Pull every line containing "bench" out of the listing below.

◆ ◆ ◆

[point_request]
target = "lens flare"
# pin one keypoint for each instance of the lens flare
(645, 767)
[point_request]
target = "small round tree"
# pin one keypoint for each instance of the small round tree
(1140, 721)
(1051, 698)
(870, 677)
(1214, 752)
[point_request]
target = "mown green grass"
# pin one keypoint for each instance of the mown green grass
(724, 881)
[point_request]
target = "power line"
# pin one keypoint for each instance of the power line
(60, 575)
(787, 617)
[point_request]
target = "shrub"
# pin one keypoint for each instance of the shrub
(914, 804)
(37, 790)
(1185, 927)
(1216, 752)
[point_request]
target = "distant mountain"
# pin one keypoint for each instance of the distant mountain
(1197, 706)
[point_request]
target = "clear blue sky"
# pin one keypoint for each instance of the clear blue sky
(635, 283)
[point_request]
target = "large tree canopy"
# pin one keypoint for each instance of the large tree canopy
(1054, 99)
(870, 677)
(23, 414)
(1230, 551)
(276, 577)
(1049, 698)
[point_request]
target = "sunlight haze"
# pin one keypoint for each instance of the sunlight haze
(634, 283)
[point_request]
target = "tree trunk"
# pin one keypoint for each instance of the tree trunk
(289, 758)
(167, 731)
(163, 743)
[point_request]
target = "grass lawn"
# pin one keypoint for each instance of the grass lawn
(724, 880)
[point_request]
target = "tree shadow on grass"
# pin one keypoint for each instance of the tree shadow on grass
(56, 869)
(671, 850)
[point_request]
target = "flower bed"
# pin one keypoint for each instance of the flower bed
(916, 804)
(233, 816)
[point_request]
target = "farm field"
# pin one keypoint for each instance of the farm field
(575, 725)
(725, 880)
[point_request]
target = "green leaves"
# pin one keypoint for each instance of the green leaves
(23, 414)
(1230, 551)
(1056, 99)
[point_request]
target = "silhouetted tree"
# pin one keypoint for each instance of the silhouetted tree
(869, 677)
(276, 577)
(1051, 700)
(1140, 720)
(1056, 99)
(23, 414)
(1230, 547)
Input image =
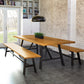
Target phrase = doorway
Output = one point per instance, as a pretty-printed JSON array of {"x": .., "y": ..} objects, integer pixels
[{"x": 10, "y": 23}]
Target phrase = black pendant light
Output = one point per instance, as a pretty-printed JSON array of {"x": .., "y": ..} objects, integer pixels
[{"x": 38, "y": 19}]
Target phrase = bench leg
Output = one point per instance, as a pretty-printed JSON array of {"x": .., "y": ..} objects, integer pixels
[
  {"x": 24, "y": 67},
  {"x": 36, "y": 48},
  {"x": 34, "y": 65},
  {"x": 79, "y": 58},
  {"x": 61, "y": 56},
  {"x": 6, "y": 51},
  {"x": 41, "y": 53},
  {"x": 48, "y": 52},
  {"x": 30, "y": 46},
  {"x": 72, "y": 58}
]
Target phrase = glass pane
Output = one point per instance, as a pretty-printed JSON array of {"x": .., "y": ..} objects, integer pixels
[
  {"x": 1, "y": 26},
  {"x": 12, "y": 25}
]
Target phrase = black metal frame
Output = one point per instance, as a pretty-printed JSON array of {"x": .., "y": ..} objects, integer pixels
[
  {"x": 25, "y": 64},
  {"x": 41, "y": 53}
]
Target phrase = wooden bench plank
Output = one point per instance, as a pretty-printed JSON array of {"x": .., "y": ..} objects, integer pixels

◆ ◆ ◆

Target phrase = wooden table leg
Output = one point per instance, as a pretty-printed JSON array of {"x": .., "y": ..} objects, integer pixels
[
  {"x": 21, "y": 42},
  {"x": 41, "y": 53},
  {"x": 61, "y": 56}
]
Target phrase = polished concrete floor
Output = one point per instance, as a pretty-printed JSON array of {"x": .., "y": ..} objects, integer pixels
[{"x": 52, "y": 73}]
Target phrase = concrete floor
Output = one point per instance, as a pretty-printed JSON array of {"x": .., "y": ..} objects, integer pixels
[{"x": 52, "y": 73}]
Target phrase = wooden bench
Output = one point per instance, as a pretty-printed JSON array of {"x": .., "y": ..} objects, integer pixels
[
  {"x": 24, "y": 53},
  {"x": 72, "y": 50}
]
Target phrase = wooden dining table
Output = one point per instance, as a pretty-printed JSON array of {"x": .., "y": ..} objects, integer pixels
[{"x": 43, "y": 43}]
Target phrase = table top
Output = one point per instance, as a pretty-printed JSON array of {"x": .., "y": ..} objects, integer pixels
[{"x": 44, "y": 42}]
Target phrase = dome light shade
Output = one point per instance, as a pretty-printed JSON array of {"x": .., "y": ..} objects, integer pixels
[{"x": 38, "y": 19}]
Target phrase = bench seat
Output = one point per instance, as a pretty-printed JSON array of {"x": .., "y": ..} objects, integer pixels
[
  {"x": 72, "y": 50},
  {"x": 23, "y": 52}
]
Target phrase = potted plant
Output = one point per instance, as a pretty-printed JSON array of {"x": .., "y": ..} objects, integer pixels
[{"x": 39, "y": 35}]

◆ ◆ ◆

▶ **Task result**
Target phrase = bench leg
Target phrase = wooden bench plank
Target phrase = wooden bench
Target phrase = bench seat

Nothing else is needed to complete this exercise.